Put the lines of the records into a numbered list, starting at the line that contains "In this picture, where can the man's eyebrow" and ending at the line that contains "point(681, 311)", and leave out any blank lines.

(Items from a dataset)
++++++++++++++++++++

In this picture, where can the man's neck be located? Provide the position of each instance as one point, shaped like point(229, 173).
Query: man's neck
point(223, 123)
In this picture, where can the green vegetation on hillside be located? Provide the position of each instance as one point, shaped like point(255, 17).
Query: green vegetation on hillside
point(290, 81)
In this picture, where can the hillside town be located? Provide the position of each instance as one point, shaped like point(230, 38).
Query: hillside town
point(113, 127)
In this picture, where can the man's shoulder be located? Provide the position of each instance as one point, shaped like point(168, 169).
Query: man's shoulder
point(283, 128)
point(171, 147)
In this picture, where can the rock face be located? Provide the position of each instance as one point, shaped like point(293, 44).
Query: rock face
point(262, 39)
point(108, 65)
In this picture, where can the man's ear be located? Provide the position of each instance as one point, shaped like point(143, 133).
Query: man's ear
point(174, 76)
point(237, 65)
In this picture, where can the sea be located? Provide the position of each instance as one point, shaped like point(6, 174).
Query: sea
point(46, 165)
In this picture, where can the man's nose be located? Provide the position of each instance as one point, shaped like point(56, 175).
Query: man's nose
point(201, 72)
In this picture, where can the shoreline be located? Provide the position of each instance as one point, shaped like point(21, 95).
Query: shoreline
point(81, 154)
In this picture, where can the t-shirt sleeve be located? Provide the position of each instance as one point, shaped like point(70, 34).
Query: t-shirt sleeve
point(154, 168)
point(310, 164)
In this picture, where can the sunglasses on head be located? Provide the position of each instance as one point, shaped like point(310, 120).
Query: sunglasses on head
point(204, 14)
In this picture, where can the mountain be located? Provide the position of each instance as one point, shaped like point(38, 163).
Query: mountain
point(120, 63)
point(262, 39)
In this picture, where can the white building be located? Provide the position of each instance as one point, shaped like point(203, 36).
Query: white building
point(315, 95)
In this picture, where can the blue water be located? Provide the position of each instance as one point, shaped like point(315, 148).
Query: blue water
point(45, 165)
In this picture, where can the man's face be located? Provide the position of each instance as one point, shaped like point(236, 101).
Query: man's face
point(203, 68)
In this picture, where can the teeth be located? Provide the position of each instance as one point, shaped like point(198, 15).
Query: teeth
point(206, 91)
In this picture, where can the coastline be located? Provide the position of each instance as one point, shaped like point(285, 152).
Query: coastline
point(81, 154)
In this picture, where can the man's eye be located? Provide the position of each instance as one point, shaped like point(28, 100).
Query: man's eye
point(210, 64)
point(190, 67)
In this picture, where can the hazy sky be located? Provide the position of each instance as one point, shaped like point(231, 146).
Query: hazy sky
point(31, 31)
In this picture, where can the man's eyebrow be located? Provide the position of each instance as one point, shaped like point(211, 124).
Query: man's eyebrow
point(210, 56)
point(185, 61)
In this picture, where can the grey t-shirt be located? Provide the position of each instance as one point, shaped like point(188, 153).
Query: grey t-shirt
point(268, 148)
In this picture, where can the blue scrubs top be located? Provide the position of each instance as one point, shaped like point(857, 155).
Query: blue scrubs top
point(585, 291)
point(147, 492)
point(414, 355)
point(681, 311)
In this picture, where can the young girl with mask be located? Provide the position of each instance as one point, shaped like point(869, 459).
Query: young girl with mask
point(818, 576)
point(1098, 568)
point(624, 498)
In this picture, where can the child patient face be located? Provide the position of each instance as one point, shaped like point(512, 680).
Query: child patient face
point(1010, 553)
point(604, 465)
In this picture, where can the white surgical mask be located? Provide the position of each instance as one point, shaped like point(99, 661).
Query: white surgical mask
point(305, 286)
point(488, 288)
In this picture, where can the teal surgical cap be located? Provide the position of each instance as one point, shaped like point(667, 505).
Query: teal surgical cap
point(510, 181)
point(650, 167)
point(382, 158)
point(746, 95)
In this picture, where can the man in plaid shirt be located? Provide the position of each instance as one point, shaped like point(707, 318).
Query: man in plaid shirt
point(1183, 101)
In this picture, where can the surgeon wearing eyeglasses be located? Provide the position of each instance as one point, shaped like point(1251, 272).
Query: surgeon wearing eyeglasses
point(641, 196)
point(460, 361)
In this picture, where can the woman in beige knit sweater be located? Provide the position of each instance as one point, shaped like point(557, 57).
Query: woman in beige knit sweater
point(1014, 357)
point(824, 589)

++++++++++++++++++++

◆ The answer ◆
1. In this picture, where can the man's eyebrow be located? Provide the position of each instance as one point, shaped like point(211, 124).
2. Query: man's eyebrow
3. point(210, 56)
4. point(185, 61)
5. In this picture, where can the grey t-shirt be located? Provide the position of each instance as one point, shaped like point(188, 153).
6. Query: grey t-shirt
7. point(268, 148)
8. In this picture, where can the blue scrubs top be located? Provide the position of each instance as one point, shaped like point(857, 155).
9. Query: blue scrubs top
10. point(585, 291)
11. point(147, 492)
12. point(414, 355)
13. point(681, 311)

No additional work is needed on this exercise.